» What is being asked
Starting with the line that contains "helmet in this photo.", reproduce each line through the end of the listing below, with no other output.

» Records shown
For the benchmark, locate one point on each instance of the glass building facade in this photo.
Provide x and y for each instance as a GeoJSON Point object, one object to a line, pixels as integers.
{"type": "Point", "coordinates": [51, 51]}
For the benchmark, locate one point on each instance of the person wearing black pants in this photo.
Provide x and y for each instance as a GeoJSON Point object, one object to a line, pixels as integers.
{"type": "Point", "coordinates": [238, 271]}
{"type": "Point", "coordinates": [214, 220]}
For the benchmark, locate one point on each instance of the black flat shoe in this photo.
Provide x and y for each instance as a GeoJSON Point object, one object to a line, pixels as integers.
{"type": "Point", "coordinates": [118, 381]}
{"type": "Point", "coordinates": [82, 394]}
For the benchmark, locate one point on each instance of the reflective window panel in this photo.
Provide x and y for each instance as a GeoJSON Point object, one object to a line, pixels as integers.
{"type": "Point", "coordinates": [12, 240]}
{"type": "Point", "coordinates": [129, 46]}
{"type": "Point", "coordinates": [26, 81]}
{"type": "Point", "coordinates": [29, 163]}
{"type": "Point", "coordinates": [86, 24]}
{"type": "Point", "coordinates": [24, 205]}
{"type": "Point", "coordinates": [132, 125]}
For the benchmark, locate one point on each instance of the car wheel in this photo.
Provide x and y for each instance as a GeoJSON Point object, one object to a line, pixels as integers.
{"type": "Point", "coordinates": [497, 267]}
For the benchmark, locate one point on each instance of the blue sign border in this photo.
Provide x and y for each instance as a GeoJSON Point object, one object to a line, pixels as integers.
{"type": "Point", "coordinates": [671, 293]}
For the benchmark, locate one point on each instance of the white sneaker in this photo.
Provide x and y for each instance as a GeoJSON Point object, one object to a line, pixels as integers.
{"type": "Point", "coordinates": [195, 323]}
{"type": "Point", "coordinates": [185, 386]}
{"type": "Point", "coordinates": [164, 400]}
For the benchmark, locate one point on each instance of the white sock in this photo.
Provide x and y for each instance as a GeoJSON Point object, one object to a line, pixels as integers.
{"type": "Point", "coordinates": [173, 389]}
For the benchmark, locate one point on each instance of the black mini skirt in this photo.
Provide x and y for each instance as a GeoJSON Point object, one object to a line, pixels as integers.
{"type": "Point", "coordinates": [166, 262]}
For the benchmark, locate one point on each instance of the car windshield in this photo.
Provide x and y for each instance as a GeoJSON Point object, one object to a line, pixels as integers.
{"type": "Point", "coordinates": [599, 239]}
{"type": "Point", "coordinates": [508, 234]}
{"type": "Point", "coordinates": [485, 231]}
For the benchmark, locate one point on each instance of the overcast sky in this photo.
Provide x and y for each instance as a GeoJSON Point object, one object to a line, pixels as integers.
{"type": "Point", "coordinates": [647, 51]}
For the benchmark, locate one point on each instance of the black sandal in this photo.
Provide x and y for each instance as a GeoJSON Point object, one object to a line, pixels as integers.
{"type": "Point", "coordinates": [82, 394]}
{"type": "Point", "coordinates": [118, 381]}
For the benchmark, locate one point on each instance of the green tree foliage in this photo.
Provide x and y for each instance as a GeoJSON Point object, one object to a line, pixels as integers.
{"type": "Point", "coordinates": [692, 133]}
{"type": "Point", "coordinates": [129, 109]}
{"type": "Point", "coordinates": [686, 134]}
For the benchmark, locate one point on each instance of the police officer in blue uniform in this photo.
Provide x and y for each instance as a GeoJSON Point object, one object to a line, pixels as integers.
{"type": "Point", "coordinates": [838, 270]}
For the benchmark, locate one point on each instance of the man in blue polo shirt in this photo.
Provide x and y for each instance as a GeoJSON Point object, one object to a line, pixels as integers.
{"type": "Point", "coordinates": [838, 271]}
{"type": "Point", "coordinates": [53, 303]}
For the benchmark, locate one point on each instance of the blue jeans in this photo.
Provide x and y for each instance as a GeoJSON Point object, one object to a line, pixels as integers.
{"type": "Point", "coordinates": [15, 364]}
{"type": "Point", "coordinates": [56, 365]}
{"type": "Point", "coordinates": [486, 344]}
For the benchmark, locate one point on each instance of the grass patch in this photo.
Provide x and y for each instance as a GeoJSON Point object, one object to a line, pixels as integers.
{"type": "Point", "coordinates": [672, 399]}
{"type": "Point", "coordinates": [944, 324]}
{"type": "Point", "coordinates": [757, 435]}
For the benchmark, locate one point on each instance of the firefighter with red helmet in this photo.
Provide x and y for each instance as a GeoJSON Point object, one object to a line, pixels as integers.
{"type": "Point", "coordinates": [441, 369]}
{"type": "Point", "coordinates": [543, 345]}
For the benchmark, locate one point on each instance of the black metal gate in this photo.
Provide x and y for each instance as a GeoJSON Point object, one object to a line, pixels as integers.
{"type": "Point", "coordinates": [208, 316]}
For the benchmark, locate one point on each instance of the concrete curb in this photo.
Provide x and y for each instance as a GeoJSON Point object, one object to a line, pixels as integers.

» Result
For the benchmark, locate one point on each instance of the firefighter with red helmet in this photo.
Provide x and y for each instance as a GeoJSON Point object, one object to a line, pixels as integers.
{"type": "Point", "coordinates": [441, 369]}
{"type": "Point", "coordinates": [543, 345]}
For the benchmark, locate one point on each instance of the black metal gate in this photo.
Provide x and y for each instance as a GeoJSON Point object, one object to a line, pixels as integers.
{"type": "Point", "coordinates": [208, 316]}
For the benchmark, locate one point on each instance of the concrete curb in this photo.
Provide x and y for each instance as a GeoJSON Point object, one object to a line, pixels as integers.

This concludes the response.